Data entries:
○ ○ ○ ○ ○

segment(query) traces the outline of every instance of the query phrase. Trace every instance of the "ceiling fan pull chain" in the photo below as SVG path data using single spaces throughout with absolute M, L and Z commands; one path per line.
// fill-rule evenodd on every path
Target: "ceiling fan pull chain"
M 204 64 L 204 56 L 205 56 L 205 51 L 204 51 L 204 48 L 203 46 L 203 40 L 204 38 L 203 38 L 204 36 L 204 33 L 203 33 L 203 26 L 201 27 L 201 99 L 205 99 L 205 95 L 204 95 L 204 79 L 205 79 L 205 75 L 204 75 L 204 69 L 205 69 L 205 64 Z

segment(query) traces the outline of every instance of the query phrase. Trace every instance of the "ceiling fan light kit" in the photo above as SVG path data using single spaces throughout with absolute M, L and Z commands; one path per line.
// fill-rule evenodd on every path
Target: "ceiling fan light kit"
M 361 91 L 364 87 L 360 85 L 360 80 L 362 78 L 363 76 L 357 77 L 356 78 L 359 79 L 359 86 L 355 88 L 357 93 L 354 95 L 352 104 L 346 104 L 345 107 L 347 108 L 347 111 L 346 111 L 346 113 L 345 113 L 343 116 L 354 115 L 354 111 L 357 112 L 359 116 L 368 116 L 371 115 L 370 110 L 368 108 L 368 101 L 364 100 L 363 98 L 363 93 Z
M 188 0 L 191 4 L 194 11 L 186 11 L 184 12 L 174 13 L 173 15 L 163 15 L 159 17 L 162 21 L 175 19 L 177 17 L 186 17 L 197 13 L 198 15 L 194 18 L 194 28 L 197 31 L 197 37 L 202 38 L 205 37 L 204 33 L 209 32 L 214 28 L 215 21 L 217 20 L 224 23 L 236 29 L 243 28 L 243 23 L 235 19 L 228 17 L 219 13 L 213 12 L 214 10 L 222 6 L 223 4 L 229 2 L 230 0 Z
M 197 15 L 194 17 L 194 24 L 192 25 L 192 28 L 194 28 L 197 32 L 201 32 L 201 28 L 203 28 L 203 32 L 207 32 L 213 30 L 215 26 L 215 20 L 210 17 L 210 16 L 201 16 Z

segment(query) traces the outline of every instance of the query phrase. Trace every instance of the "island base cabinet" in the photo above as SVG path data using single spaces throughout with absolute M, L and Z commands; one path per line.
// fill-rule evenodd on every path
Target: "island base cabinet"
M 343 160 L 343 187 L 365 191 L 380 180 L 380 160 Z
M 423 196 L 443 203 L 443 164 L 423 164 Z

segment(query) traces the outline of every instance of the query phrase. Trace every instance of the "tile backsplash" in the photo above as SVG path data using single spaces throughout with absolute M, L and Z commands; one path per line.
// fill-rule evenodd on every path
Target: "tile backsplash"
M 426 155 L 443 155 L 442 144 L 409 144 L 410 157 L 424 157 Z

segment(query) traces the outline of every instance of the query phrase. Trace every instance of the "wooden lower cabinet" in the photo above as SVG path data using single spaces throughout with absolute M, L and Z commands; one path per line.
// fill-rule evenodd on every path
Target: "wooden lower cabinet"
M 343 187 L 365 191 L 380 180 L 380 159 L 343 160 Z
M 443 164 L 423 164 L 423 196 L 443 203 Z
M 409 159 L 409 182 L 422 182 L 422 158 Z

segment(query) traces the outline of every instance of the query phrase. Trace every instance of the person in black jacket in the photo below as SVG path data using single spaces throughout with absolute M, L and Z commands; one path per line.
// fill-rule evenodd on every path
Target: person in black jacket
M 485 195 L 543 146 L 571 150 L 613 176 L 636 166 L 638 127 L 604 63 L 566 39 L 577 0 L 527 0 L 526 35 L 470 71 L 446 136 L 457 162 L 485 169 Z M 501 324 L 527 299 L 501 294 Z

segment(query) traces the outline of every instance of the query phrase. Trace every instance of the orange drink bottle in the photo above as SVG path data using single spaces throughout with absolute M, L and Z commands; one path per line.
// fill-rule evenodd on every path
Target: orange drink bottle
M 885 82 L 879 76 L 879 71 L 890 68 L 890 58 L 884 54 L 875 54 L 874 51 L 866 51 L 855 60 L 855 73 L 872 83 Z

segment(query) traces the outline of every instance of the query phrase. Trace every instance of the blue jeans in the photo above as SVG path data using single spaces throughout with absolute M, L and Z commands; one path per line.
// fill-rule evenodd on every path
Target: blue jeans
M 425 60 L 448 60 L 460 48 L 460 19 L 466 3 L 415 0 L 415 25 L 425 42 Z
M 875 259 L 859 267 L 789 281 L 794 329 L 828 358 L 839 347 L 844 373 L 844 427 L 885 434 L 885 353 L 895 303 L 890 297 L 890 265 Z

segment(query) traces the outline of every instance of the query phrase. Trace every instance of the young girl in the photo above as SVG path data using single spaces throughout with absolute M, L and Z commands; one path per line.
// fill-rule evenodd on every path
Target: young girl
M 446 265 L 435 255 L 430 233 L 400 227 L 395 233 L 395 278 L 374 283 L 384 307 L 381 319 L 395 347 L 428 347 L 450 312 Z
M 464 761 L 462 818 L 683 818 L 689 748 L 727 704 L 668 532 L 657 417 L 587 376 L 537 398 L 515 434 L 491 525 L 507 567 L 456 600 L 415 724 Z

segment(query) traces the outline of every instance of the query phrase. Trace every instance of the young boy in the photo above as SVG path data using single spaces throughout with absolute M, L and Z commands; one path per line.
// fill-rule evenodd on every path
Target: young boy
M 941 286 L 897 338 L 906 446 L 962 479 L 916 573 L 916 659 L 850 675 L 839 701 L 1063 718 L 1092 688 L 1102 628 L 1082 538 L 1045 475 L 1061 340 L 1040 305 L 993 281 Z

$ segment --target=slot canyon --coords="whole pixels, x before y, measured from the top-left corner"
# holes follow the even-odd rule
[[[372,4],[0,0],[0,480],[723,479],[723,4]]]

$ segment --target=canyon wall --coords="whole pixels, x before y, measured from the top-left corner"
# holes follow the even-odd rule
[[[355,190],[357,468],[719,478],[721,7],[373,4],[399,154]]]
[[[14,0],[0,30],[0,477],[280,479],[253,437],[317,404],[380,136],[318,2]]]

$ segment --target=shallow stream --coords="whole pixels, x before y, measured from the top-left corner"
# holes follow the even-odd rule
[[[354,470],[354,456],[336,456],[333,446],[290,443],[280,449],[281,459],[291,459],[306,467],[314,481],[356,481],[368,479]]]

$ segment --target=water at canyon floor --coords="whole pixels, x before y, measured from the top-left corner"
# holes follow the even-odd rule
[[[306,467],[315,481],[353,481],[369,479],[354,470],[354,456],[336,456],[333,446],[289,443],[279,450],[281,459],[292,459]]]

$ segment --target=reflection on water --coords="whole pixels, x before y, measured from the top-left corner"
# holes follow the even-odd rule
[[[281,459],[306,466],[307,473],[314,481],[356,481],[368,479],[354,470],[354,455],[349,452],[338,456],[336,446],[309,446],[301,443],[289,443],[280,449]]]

○ ○ ○ ○ ○

## Given problem
Output the complete data exactly as written.

## Reply
segment(query) traces the outline of every instance of the query phrase. Trace every instance of the "ceiling fan pull chain" in the photo below as SVG path data using single spaces throughout with absolute M, L and Z commands; one path per line.
// fill-rule evenodd on every path
Target: "ceiling fan pull chain"
M 204 64 L 204 56 L 205 56 L 205 51 L 204 51 L 204 48 L 203 46 L 203 40 L 204 38 L 203 38 L 204 36 L 204 33 L 203 33 L 203 26 L 201 27 L 201 99 L 205 99 L 205 95 L 204 95 L 204 79 L 205 79 L 205 75 L 204 75 L 204 69 L 205 69 L 205 64 Z

segment(query) traces the outline of every instance of the query phrase. Trace every instance of the "ceiling fan light kit" in the photo above as SVG path data using single spaces throughout with absolute M, L and Z commands; one path per line.
// fill-rule evenodd on every path
Target: "ceiling fan light kit"
M 361 91 L 364 87 L 360 85 L 360 80 L 362 78 L 363 76 L 357 77 L 356 78 L 359 79 L 359 86 L 355 88 L 357 93 L 354 95 L 352 104 L 346 104 L 345 107 L 347 108 L 347 111 L 346 111 L 346 113 L 345 113 L 343 116 L 354 115 L 354 111 L 357 112 L 359 116 L 368 116 L 371 115 L 370 110 L 368 108 L 368 101 L 364 100 L 363 98 L 363 93 Z
M 188 0 L 191 4 L 194 11 L 186 11 L 184 12 L 174 13 L 173 15 L 163 15 L 159 17 L 162 21 L 175 19 L 177 17 L 186 17 L 197 13 L 198 15 L 194 18 L 194 28 L 197 31 L 197 37 L 202 38 L 205 37 L 204 33 L 209 32 L 214 28 L 215 21 L 217 20 L 224 23 L 236 29 L 243 28 L 243 23 L 235 19 L 228 17 L 219 13 L 213 12 L 214 10 L 222 6 L 223 4 L 229 2 L 230 0 Z
M 197 15 L 194 17 L 194 24 L 192 25 L 192 28 L 194 28 L 197 32 L 201 32 L 201 28 L 203 28 L 203 32 L 207 32 L 213 30 L 215 26 L 215 20 L 210 17 L 210 16 L 201 16 Z

segment(query) traces the outline of every instance of the query phrase. Trace every instance of the "island base cabinet" in the photo above as SVG path data using single spaces throughout with absolute M, L and Z commands; one path per line.
// fill-rule evenodd on every path
Target: "island base cabinet"
M 343 160 L 343 187 L 365 191 L 380 180 L 380 160 Z
M 423 196 L 443 203 L 443 164 L 423 164 Z

segment(query) traces the outline of every instance of the query phrase. Trace every instance of the "tile backsplash" in the photo above as SVG path data using single spaces throughout with absolute M, L and Z commands; one path per line.
// fill-rule evenodd on every path
Target: "tile backsplash"
M 426 155 L 443 155 L 442 144 L 409 144 L 410 157 L 424 157 Z

segment(query) traces the outline of every instance of the query phrase. Trace every instance of the "wooden lower cabinet" in the photo above as SVG path data using single spaces throughout with absolute M, L and Z commands; one path per line.
// fill-rule evenodd on every path
Target: "wooden lower cabinet"
M 343 187 L 365 191 L 380 180 L 380 159 L 343 160 Z
M 443 164 L 423 164 L 423 196 L 443 203 Z
M 409 159 L 409 182 L 422 182 L 422 158 Z

segment(query) traces the outline of every instance of the query phrase. Trace every instance of the person in black jacket in the photo below as SVG path data using single spaces throughout with absolute M, L and Z commands; one path per line.
// fill-rule evenodd on every path
Target: person in black jacket
M 485 195 L 543 146 L 571 150 L 613 176 L 636 166 L 638 127 L 604 63 L 566 39 L 577 0 L 527 0 L 526 35 L 470 71 L 446 136 L 457 162 L 485 169 Z M 501 324 L 527 299 L 501 294 Z

segment(query) traces the outline of every instance of the query phrase. Trace every instance of the orange drink bottle in the photo above as SVG path data using single spaces throughout with absolute M, L and Z commands; one path per line.
// fill-rule evenodd on every path
Target: orange drink bottle
M 885 82 L 879 76 L 879 71 L 890 68 L 890 58 L 884 54 L 875 54 L 874 51 L 866 51 L 855 60 L 855 73 L 872 83 Z

segment(query) traces the outline of every instance of the query phrase. Trace every instance of the blue jeans in the photo above as SVG path data using single spaces throughout with absolute M, L and Z commands; one path per line.
// fill-rule evenodd on every path
Target: blue jeans
M 425 60 L 448 60 L 460 48 L 460 19 L 466 3 L 415 0 L 415 25 L 425 42 Z
M 875 259 L 859 267 L 789 281 L 794 329 L 828 358 L 839 347 L 844 373 L 844 427 L 885 434 L 885 353 L 895 303 L 890 297 L 890 265 Z

segment(query) traces the outline of every instance of the query phrase. Trace every instance of the young girl in the photo above as SVG path data using single spaces throughout with absolute M, L and Z commands; one path per line.
// fill-rule evenodd on every path
Target: young girl
M 446 265 L 435 255 L 430 233 L 400 227 L 395 233 L 395 278 L 374 283 L 384 307 L 381 319 L 395 347 L 428 347 L 450 312 Z
M 464 761 L 462 818 L 683 818 L 689 748 L 727 704 L 668 532 L 657 417 L 587 376 L 537 398 L 515 434 L 491 525 L 507 567 L 456 600 L 415 724 Z

segment(query) traces the outline of every instance of the query phrase. Trace every instance of the young boy in the photo above as SVG path data using single spaces throughout with absolute M, L and Z commands; one path per line.
// fill-rule evenodd on every path
Target: young boy
M 941 286 L 897 338 L 906 446 L 962 479 L 916 573 L 916 659 L 850 675 L 839 701 L 1063 718 L 1092 688 L 1102 628 L 1082 538 L 1045 475 L 1061 340 L 1040 305 L 993 281 Z

$ segment --target=slot canyon --coords="whole pixels, x before y, measured from the top-left corner"
# holes follow the even-odd rule
[[[372,4],[0,0],[0,480],[723,479],[723,4]]]

$ segment --target=canyon wall --coords="whole pixels, x before y, measured from the top-left corner"
# holes follow the even-odd rule
[[[355,190],[357,468],[719,478],[721,7],[373,4],[399,154]]]
[[[14,0],[0,30],[0,477],[280,479],[253,437],[317,404],[380,136],[318,2]]]

$ segment --target=shallow stream --coords="whole pixels, x before y, measured from the top-left corner"
# holes follow the even-odd rule
[[[354,470],[354,456],[336,456],[333,446],[290,443],[280,449],[281,459],[291,459],[306,467],[314,481],[356,481],[368,479]]]

$ segment --target=water at canyon floor --coords="whole pixels, x before y, measured from the top-left corner"
# holes follow the even-odd rule
[[[306,467],[315,481],[353,481],[369,479],[354,470],[354,456],[336,456],[333,446],[289,443],[279,450],[281,459],[292,459]]]

$ segment --target=reflection on water --coords="whole pixels, x before y, measured from the top-left corner"
# holes follow the even-odd rule
[[[281,459],[306,466],[307,473],[314,481],[356,481],[368,479],[354,470],[354,455],[349,452],[338,456],[336,446],[309,446],[301,443],[289,443],[280,449]]]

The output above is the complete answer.